The UK should increase visas for seasonal workers as part of a drive to cultivate as much food as possible domestically, a former chief of MI5 has said.

Baroness Eliza Manningham-Buller, who led the domestic intelligence service from 2002 to 2007, said in a lecture that security of food supplies would fit within the government’s own definition of national security. She said she believed this meant strengthening domestic supply.

“We need to acknowledge that we should produce as much of our own food as we can, with due regard to sustainability, and be able to export what we can,” the former director-general of the Security Service told members of the National Farmers’ Union.

“Several people [have] said that [food security] was about just getting a secure food line from somewhere else . . . I’ve interpreted it differently,” Manningham-Buller said.

“We have a hope that we will continue to get food from our nearest neighbours as we get energy from them. But I think the more we can be self-sufficient, the better chances we have of withstanding price hikes, spikes, shocks and so on — and politics.”

Manningham-Buller, who now runs a small sheep farm in Wales, added: “[We] clearly need a better visa policy so that these workers who are not available here can come here and help us.

“We must have visas for seasonal workers. And it’s not just about [the food sector], there’s a shortage of labour across the economy, whether it’s care homes, whether it’s doctors and nurses . . . It shouldn’t be beyond our wit to develop a visa system that deals with that.”

Manningham-Buller’s intervention comes as the UK grapples with its post-Brexit food policy and after Russia’s invasion of Ukraine brought supply lines into the spotlight by risking international grain flows. She said this constituted a “weaponisation of food”.

UK farmers are pushing for a larger allocation of visas for seasonal workers to pick fruit and vegetables, saying that the current 40,000 tally falls far short of the 70,000-80,000 needed. But a succession of home secretaries has pushed back against increasing numbers as they seek to keep overall migration numbers down.

The free market Institute of Economic Affairs think-tank, whose ideas inform parts of the ruling Conservative party’s thinking, has meanwhile argued that agricultural policy should focus on UK farmers competing in global markets. Parliament’s environment, food and rural affairs committee is holding an inquiry into food security.

Manningham-Buller’s comments align her with the farming lobby, which has pushed for a strategic move to increase domestic food cultivation — which currently provides about 54 per cent of the UK’s supplies — and for post-Brexit farm subsidies to recognise the role of food production alongside environmental improvements.

The former MI5 head said she had overseen a doubling of the security service’s staffing and a drive to broaden the thinking of successive governments on national security, pushing other public bodies to consider its relevance to areas such as food.

════════

# PROBLEM STATEMENT:
Reproduce word for word the stretch of the food security article that begins with the words "Manningham-Buller’s comments align" and ends with "alongside environmental improvements.".

# DATA PROVIDED:
════════

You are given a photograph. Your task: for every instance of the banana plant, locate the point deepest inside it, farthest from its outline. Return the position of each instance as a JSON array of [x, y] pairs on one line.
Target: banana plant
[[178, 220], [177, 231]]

════════

# THE RESPONSE:
Manningham-Buller’s comments align her with the farming lobby, which has pushed for a strategic move to increase domestic food cultivation — which currently provides about 54 per cent of the UK’s supplies — and for post-Brexit farm subsidies to recognise the role of food production alongside environmental improvements.